● **What is required**: In the sermon, copy the stretch from "A Gift for the" through "the Holy Spirit.", swapping "Nativity" for "Birth".

==== Text shown

A Gift for the Mother of God

A sermon on the Nativity of the Theotokos

The Nativity of the Mother of God The Nativity of the Mother of God     

In the name of the Father, and of the Son, and of the Holy Spirit.

I greet all of you on the feast of the Nativity of our Most Pure, Most Blessed and Glorious Lady Theotokos and Ever-Virgin Mary! Happy feast, by which the Church calls on us to be born spiritually!

Striving to be closer to God, holiness and perfection on these days, we try to be in church, preparing for the sacrament of Eucharist—the Body and Blood of Christ the Savior.

Every time, while performing the prayer rule, we read some psalms by holy King David, an ancestor of the All-Holy Virgin, that can be found at its beginning, especially the following words:

O Lord, truly I am Thy servant; I am Thy servant, and the son of Thine handmaid (Ps. 115:7).

Inspired by the Holy Spirit, the holy psalmist sings of his servitude and faithfulness to God, but he also sings of her from whom he received the precious gift of life and who raised him in the law of God—His pious mother, who too was a servant of God. How great, holy and absolutely revered was the grace of motherhood and a mother’s upbringing!

But sometimes out of pride, ignorance or egoism the gift of motherhood is rejected as “burdensome”, “inconvenient” for a happy and carefree life, an unnecessary burden in the path of worldly and carnal pleasures.

========
==== Data rows

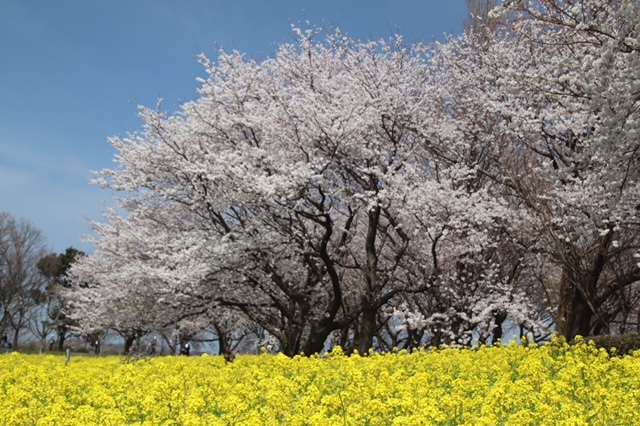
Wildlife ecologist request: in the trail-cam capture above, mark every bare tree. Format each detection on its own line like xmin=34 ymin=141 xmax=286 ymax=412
xmin=0 ymin=212 xmax=47 ymax=348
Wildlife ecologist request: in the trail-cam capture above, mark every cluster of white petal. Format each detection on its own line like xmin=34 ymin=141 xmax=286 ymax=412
xmin=68 ymin=0 xmax=640 ymax=354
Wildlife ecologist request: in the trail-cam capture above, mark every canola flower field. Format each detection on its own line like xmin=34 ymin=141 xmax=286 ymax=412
xmin=0 ymin=341 xmax=640 ymax=426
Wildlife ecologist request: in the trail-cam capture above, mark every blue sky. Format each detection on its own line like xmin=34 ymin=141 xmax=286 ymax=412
xmin=0 ymin=0 xmax=467 ymax=252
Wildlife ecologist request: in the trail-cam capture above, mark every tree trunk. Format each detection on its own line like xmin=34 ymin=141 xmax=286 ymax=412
xmin=124 ymin=335 xmax=136 ymax=355
xmin=556 ymin=273 xmax=593 ymax=340
xmin=302 ymin=320 xmax=335 ymax=356
xmin=356 ymin=308 xmax=377 ymax=355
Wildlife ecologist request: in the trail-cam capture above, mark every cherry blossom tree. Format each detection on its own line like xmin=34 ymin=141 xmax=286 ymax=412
xmin=68 ymin=0 xmax=640 ymax=355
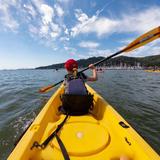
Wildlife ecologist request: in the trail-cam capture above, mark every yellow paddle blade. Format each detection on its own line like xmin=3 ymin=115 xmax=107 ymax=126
xmin=39 ymin=85 xmax=54 ymax=93
xmin=123 ymin=26 xmax=160 ymax=52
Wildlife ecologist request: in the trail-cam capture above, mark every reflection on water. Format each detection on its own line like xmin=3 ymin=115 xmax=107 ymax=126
xmin=0 ymin=70 xmax=160 ymax=160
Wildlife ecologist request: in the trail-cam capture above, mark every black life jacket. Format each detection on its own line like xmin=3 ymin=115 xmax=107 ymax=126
xmin=64 ymin=73 xmax=87 ymax=95
xmin=59 ymin=74 xmax=93 ymax=115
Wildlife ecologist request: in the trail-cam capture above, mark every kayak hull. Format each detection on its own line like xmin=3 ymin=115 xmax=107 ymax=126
xmin=8 ymin=85 xmax=160 ymax=160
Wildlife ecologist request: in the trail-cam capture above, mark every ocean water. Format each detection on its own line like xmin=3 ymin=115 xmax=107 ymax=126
xmin=0 ymin=70 xmax=160 ymax=160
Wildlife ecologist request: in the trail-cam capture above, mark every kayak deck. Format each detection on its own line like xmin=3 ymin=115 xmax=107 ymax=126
xmin=8 ymin=86 xmax=159 ymax=160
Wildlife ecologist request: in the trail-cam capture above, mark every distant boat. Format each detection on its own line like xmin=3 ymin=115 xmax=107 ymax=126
xmin=96 ymin=68 xmax=104 ymax=73
xmin=144 ymin=69 xmax=160 ymax=73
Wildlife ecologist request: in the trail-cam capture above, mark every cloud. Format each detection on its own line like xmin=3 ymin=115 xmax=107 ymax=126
xmin=23 ymin=4 xmax=37 ymax=18
xmin=126 ymin=39 xmax=160 ymax=57
xmin=54 ymin=4 xmax=64 ymax=17
xmin=79 ymin=41 xmax=99 ymax=49
xmin=71 ymin=6 xmax=160 ymax=37
xmin=0 ymin=0 xmax=19 ymax=31
xmin=40 ymin=4 xmax=54 ymax=25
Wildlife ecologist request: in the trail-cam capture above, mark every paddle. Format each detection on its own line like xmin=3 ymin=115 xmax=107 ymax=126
xmin=39 ymin=26 xmax=160 ymax=93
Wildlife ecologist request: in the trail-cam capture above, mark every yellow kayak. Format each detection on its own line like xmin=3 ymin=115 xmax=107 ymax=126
xmin=8 ymin=85 xmax=160 ymax=160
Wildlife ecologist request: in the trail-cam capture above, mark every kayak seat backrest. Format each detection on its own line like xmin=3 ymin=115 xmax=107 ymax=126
xmin=59 ymin=94 xmax=93 ymax=115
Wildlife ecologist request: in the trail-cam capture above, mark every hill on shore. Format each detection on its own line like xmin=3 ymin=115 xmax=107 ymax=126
xmin=36 ymin=55 xmax=160 ymax=69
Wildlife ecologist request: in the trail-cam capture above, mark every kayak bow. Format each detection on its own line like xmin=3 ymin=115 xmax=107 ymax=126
xmin=8 ymin=85 xmax=160 ymax=160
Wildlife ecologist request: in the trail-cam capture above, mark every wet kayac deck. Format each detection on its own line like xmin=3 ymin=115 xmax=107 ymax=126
xmin=8 ymin=85 xmax=160 ymax=160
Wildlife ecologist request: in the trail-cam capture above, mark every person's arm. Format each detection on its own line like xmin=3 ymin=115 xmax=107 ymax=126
xmin=87 ymin=64 xmax=98 ymax=81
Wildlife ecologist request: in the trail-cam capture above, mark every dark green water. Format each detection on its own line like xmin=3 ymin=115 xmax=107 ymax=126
xmin=0 ymin=70 xmax=160 ymax=160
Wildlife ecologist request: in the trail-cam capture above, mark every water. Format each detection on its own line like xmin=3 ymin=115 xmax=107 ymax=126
xmin=0 ymin=70 xmax=160 ymax=160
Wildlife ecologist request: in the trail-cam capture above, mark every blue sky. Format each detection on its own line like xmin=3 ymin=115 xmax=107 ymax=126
xmin=0 ymin=0 xmax=160 ymax=69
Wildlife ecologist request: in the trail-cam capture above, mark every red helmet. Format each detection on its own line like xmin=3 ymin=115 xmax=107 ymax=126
xmin=64 ymin=59 xmax=78 ymax=71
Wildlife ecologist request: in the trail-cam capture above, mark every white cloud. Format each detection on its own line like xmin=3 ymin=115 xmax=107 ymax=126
xmin=54 ymin=4 xmax=64 ymax=17
xmin=0 ymin=0 xmax=19 ymax=31
xmin=125 ymin=39 xmax=160 ymax=57
xmin=88 ymin=49 xmax=114 ymax=57
xmin=40 ymin=4 xmax=54 ymax=25
xmin=71 ymin=7 xmax=160 ymax=37
xmin=23 ymin=4 xmax=37 ymax=18
xmin=79 ymin=41 xmax=99 ymax=49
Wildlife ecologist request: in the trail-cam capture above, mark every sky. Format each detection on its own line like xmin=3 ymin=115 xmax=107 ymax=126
xmin=0 ymin=0 xmax=160 ymax=69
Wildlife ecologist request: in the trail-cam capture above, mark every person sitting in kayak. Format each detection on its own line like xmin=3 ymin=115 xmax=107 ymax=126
xmin=64 ymin=59 xmax=98 ymax=95
xmin=59 ymin=59 xmax=98 ymax=115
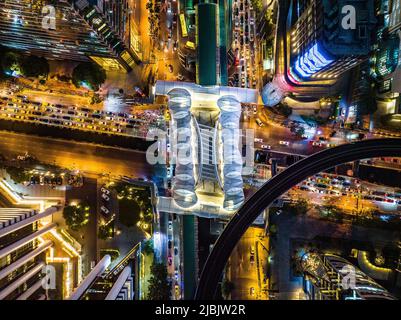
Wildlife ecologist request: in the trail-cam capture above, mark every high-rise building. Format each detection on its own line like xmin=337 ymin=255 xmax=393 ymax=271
xmin=0 ymin=207 xmax=57 ymax=300
xmin=0 ymin=0 xmax=140 ymax=71
xmin=389 ymin=0 xmax=401 ymax=32
xmin=69 ymin=254 xmax=135 ymax=300
xmin=290 ymin=0 xmax=376 ymax=81
xmin=301 ymin=252 xmax=396 ymax=300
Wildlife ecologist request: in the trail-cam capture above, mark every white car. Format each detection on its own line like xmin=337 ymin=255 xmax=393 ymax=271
xmin=279 ymin=140 xmax=290 ymax=147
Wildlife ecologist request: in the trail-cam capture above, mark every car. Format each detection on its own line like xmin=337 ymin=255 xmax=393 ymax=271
xmin=100 ymin=206 xmax=110 ymax=214
xmin=249 ymin=254 xmax=255 ymax=264
xmin=255 ymin=118 xmax=263 ymax=127
xmin=174 ymin=284 xmax=180 ymax=298
xmin=100 ymin=187 xmax=110 ymax=195
xmin=251 ymin=246 xmax=255 ymax=254
xmin=102 ymin=193 xmax=110 ymax=201
xmin=249 ymin=287 xmax=255 ymax=297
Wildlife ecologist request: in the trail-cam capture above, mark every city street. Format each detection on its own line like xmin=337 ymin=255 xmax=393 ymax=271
xmin=229 ymin=227 xmax=269 ymax=300
xmin=0 ymin=131 xmax=152 ymax=178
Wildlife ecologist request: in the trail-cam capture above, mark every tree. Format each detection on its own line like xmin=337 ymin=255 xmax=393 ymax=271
xmin=221 ymin=279 xmax=235 ymax=298
xmin=118 ymin=198 xmax=141 ymax=228
xmin=142 ymin=240 xmax=153 ymax=255
xmin=147 ymin=263 xmax=171 ymax=300
xmin=98 ymin=224 xmax=114 ymax=240
xmin=287 ymin=199 xmax=309 ymax=215
xmin=63 ymin=204 xmax=89 ymax=231
xmin=5 ymin=166 xmax=30 ymax=183
xmin=21 ymin=56 xmax=50 ymax=77
xmin=1 ymin=51 xmax=22 ymax=75
xmin=276 ymin=103 xmax=292 ymax=118
xmin=72 ymin=62 xmax=106 ymax=91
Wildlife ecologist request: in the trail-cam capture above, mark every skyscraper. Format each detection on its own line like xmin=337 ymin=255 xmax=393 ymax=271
xmin=301 ymin=252 xmax=395 ymax=300
xmin=0 ymin=0 xmax=140 ymax=71
xmin=290 ymin=0 xmax=376 ymax=81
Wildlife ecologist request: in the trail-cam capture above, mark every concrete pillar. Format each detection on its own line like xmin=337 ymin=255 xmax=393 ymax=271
xmin=0 ymin=223 xmax=57 ymax=258
xmin=0 ymin=240 xmax=53 ymax=280
xmin=0 ymin=262 xmax=45 ymax=300
xmin=17 ymin=279 xmax=42 ymax=300
xmin=69 ymin=254 xmax=111 ymax=300
xmin=104 ymin=266 xmax=131 ymax=300
xmin=0 ymin=207 xmax=58 ymax=237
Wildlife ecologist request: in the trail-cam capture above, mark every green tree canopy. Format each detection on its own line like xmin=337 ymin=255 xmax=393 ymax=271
xmin=72 ymin=62 xmax=106 ymax=91
xmin=286 ymin=199 xmax=309 ymax=215
xmin=148 ymin=263 xmax=171 ymax=300
xmin=1 ymin=51 xmax=22 ymax=74
xmin=21 ymin=55 xmax=50 ymax=77
xmin=63 ymin=204 xmax=89 ymax=231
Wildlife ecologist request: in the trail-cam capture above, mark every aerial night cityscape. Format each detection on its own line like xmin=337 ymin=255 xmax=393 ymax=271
xmin=0 ymin=0 xmax=401 ymax=310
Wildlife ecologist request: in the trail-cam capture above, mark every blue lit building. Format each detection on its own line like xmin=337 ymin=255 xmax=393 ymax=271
xmin=290 ymin=0 xmax=376 ymax=81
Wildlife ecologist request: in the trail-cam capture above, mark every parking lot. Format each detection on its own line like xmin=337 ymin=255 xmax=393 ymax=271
xmin=0 ymin=95 xmax=160 ymax=137
xmin=229 ymin=0 xmax=258 ymax=88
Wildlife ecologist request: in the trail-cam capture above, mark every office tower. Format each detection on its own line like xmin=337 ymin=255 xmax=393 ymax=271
xmin=290 ymin=0 xmax=376 ymax=81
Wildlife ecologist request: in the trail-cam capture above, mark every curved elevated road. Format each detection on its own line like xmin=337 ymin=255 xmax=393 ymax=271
xmin=195 ymin=139 xmax=401 ymax=300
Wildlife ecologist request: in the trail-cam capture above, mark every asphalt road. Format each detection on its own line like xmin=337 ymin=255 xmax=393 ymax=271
xmin=0 ymin=131 xmax=152 ymax=178
xmin=230 ymin=228 xmax=266 ymax=300
xmin=195 ymin=139 xmax=401 ymax=300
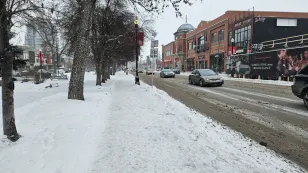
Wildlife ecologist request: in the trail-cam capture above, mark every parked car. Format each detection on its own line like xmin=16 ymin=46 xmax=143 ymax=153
xmin=160 ymin=69 xmax=175 ymax=78
xmin=291 ymin=65 xmax=308 ymax=108
xmin=188 ymin=69 xmax=224 ymax=87
xmin=145 ymin=69 xmax=155 ymax=75
xmin=172 ymin=69 xmax=181 ymax=74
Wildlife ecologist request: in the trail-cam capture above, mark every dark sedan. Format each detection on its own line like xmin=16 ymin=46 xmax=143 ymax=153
xmin=173 ymin=69 xmax=181 ymax=74
xmin=188 ymin=69 xmax=224 ymax=86
xmin=160 ymin=69 xmax=175 ymax=78
xmin=291 ymin=65 xmax=308 ymax=108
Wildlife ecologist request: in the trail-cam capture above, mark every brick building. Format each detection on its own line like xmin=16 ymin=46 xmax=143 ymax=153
xmin=162 ymin=22 xmax=194 ymax=70
xmin=162 ymin=11 xmax=308 ymax=72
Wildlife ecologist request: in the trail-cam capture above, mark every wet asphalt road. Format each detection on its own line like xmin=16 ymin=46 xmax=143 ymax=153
xmin=140 ymin=74 xmax=308 ymax=169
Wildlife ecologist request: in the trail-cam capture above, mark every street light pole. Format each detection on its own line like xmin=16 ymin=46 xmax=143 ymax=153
xmin=134 ymin=18 xmax=140 ymax=85
xmin=40 ymin=49 xmax=43 ymax=82
xmin=230 ymin=38 xmax=235 ymax=77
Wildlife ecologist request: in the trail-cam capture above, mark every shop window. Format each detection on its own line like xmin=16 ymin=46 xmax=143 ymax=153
xmin=218 ymin=29 xmax=225 ymax=41
xmin=198 ymin=36 xmax=204 ymax=45
xmin=277 ymin=18 xmax=297 ymax=27
xmin=211 ymin=32 xmax=217 ymax=43
xmin=228 ymin=31 xmax=232 ymax=45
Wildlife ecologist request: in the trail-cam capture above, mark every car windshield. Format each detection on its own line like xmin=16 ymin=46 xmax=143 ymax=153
xmin=199 ymin=70 xmax=217 ymax=76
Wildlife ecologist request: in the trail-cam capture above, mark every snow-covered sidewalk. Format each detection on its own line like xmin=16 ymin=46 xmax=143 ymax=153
xmin=0 ymin=72 xmax=304 ymax=173
xmin=180 ymin=72 xmax=293 ymax=86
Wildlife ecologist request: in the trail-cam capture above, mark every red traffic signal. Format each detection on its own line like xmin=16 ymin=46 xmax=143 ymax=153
xmin=138 ymin=32 xmax=144 ymax=46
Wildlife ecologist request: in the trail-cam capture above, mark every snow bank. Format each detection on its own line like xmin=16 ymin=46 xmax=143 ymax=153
xmin=93 ymin=75 xmax=304 ymax=173
xmin=0 ymin=78 xmax=112 ymax=173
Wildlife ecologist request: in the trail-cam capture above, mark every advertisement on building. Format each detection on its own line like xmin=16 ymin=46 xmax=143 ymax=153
xmin=233 ymin=48 xmax=308 ymax=78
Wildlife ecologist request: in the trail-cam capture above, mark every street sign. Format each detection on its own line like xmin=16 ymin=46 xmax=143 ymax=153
xmin=151 ymin=40 xmax=158 ymax=48
xmin=150 ymin=48 xmax=158 ymax=58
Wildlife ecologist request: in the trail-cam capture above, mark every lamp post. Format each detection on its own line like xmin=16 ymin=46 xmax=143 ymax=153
xmin=230 ymin=38 xmax=235 ymax=77
xmin=40 ymin=49 xmax=43 ymax=81
xmin=134 ymin=18 xmax=140 ymax=85
xmin=231 ymin=38 xmax=234 ymax=56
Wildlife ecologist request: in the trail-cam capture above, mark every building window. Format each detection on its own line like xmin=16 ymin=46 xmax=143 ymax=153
xmin=218 ymin=29 xmax=225 ymax=41
xmin=198 ymin=36 xmax=204 ymax=45
xmin=211 ymin=32 xmax=217 ymax=43
xmin=277 ymin=18 xmax=297 ymax=27
xmin=235 ymin=25 xmax=251 ymax=48
xmin=228 ymin=31 xmax=232 ymax=45
xmin=188 ymin=42 xmax=192 ymax=50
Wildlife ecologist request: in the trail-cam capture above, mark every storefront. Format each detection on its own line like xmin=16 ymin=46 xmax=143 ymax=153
xmin=186 ymin=57 xmax=195 ymax=71
xmin=163 ymin=58 xmax=172 ymax=68
xmin=196 ymin=55 xmax=207 ymax=69
xmin=210 ymin=53 xmax=224 ymax=72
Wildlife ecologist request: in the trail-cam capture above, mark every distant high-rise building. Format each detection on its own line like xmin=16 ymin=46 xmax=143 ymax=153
xmin=25 ymin=25 xmax=43 ymax=51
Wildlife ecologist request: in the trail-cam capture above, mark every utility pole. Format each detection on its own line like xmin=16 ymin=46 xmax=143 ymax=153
xmin=134 ymin=18 xmax=140 ymax=85
xmin=40 ymin=49 xmax=43 ymax=83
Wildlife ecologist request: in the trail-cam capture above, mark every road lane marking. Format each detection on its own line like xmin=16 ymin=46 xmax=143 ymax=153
xmin=215 ymin=86 xmax=302 ymax=103
xmin=201 ymin=98 xmax=308 ymax=141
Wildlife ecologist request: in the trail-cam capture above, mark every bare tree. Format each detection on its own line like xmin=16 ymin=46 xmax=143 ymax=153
xmin=0 ymin=0 xmax=44 ymax=141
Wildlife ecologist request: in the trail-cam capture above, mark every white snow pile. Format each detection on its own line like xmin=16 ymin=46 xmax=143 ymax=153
xmin=0 ymin=72 xmax=305 ymax=173
xmin=0 ymin=92 xmax=110 ymax=173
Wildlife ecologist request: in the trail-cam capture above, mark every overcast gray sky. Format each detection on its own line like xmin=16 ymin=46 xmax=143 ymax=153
xmin=144 ymin=0 xmax=308 ymax=57
xmin=12 ymin=0 xmax=308 ymax=60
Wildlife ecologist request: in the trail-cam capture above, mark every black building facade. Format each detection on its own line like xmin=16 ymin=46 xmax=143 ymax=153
xmin=227 ymin=17 xmax=308 ymax=79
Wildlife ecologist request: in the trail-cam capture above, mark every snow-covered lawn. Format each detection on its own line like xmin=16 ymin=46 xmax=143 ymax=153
xmin=0 ymin=72 xmax=304 ymax=173
xmin=180 ymin=72 xmax=293 ymax=86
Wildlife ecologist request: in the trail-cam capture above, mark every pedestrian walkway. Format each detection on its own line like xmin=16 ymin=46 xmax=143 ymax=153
xmin=89 ymin=73 xmax=306 ymax=173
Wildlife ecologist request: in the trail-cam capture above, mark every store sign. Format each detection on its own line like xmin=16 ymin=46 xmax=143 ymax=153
xmin=236 ymin=49 xmax=245 ymax=54
xmin=255 ymin=16 xmax=265 ymax=23
xmin=228 ymin=46 xmax=236 ymax=55
xmin=234 ymin=19 xmax=251 ymax=28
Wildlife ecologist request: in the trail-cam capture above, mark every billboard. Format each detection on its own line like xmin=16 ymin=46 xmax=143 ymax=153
xmin=150 ymin=48 xmax=158 ymax=58
xmin=226 ymin=48 xmax=308 ymax=78
xmin=151 ymin=40 xmax=158 ymax=48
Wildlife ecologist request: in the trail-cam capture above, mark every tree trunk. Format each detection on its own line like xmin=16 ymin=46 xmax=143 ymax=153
xmin=96 ymin=61 xmax=102 ymax=86
xmin=102 ymin=61 xmax=107 ymax=83
xmin=106 ymin=65 xmax=110 ymax=79
xmin=68 ymin=46 xmax=85 ymax=100
xmin=68 ymin=0 xmax=95 ymax=100
xmin=0 ymin=5 xmax=20 ymax=141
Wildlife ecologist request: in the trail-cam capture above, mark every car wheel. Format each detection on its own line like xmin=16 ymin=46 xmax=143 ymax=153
xmin=303 ymin=90 xmax=308 ymax=109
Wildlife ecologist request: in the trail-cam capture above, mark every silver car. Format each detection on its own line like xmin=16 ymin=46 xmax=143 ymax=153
xmin=160 ymin=69 xmax=175 ymax=78
xmin=188 ymin=69 xmax=224 ymax=86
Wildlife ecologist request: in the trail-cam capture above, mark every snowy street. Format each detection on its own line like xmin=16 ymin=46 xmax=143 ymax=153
xmin=0 ymin=72 xmax=305 ymax=173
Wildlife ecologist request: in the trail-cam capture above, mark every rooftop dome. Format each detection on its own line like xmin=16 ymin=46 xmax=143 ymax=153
xmin=176 ymin=23 xmax=195 ymax=32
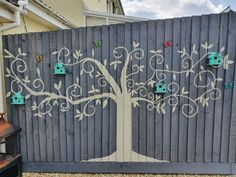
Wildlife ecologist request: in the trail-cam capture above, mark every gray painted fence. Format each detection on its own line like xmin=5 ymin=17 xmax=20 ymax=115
xmin=3 ymin=12 xmax=236 ymax=174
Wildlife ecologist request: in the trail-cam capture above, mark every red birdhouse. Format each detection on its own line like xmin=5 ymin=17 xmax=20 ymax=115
xmin=163 ymin=41 xmax=172 ymax=47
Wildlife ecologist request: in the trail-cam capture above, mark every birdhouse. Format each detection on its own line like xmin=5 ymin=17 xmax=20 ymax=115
xmin=54 ymin=63 xmax=66 ymax=74
xmin=208 ymin=52 xmax=223 ymax=66
xmin=154 ymin=83 xmax=167 ymax=94
xmin=11 ymin=93 xmax=25 ymax=105
xmin=224 ymin=82 xmax=234 ymax=89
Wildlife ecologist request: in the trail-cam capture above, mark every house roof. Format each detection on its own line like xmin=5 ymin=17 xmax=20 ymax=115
xmin=6 ymin=0 xmax=18 ymax=6
xmin=117 ymin=0 xmax=125 ymax=15
xmin=30 ymin=0 xmax=78 ymax=28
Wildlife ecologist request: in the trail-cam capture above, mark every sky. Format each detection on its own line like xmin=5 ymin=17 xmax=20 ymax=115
xmin=121 ymin=0 xmax=236 ymax=19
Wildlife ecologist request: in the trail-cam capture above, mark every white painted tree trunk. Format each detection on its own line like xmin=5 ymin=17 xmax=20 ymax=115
xmin=116 ymin=93 xmax=132 ymax=162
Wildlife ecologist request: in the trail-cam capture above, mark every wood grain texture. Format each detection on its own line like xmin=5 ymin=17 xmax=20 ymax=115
xmin=3 ymin=12 xmax=236 ymax=173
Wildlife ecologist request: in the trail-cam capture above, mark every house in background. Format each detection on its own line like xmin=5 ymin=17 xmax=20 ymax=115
xmin=0 ymin=0 xmax=147 ymax=112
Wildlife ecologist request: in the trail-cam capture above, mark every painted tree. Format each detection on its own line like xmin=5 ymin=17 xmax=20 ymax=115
xmin=4 ymin=42 xmax=233 ymax=161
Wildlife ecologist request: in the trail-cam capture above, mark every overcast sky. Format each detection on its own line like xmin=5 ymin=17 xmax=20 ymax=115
xmin=121 ymin=0 xmax=236 ymax=19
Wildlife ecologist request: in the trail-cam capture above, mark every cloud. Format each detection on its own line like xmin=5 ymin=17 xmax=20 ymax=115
xmin=121 ymin=0 xmax=224 ymax=19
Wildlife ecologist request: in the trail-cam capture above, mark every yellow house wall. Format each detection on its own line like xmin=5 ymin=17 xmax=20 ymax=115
xmin=0 ymin=16 xmax=55 ymax=112
xmin=84 ymin=0 xmax=107 ymax=12
xmin=86 ymin=17 xmax=106 ymax=26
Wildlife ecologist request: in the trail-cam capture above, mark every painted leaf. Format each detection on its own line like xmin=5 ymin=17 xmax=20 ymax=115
xmin=96 ymin=99 xmax=101 ymax=105
xmin=25 ymin=94 xmax=30 ymax=99
xmin=149 ymin=50 xmax=156 ymax=54
xmin=139 ymin=65 xmax=145 ymax=72
xmin=51 ymin=51 xmax=58 ymax=55
xmin=18 ymin=48 xmax=21 ymax=54
xmin=73 ymin=53 xmax=78 ymax=58
xmin=133 ymin=101 xmax=140 ymax=108
xmin=6 ymin=92 xmax=11 ymax=98
xmin=173 ymin=73 xmax=176 ymax=81
xmin=6 ymin=68 xmax=11 ymax=74
xmin=4 ymin=49 xmax=13 ymax=58
xmin=92 ymin=49 xmax=95 ymax=58
xmin=76 ymin=77 xmax=79 ymax=83
xmin=75 ymin=109 xmax=81 ymax=114
xmin=207 ymin=44 xmax=213 ymax=49
xmin=103 ymin=59 xmax=107 ymax=66
xmin=36 ymin=68 xmax=40 ymax=76
xmin=172 ymin=106 xmax=176 ymax=112
xmin=211 ymin=81 xmax=215 ymax=88
xmin=166 ymin=64 xmax=169 ymax=70
xmin=102 ymin=99 xmax=108 ymax=108
xmin=161 ymin=107 xmax=166 ymax=114
xmin=220 ymin=47 xmax=225 ymax=53
xmin=147 ymin=80 xmax=156 ymax=87
xmin=227 ymin=60 xmax=234 ymax=65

========

● **Response to the task**:
A Gift for the Mother of God

A sermon on the Birth of the Theotokos

The Birth of the Mother of God The Birth of the Mother of God     

In the name of the Father, and of the Son, and of the Holy Spirit.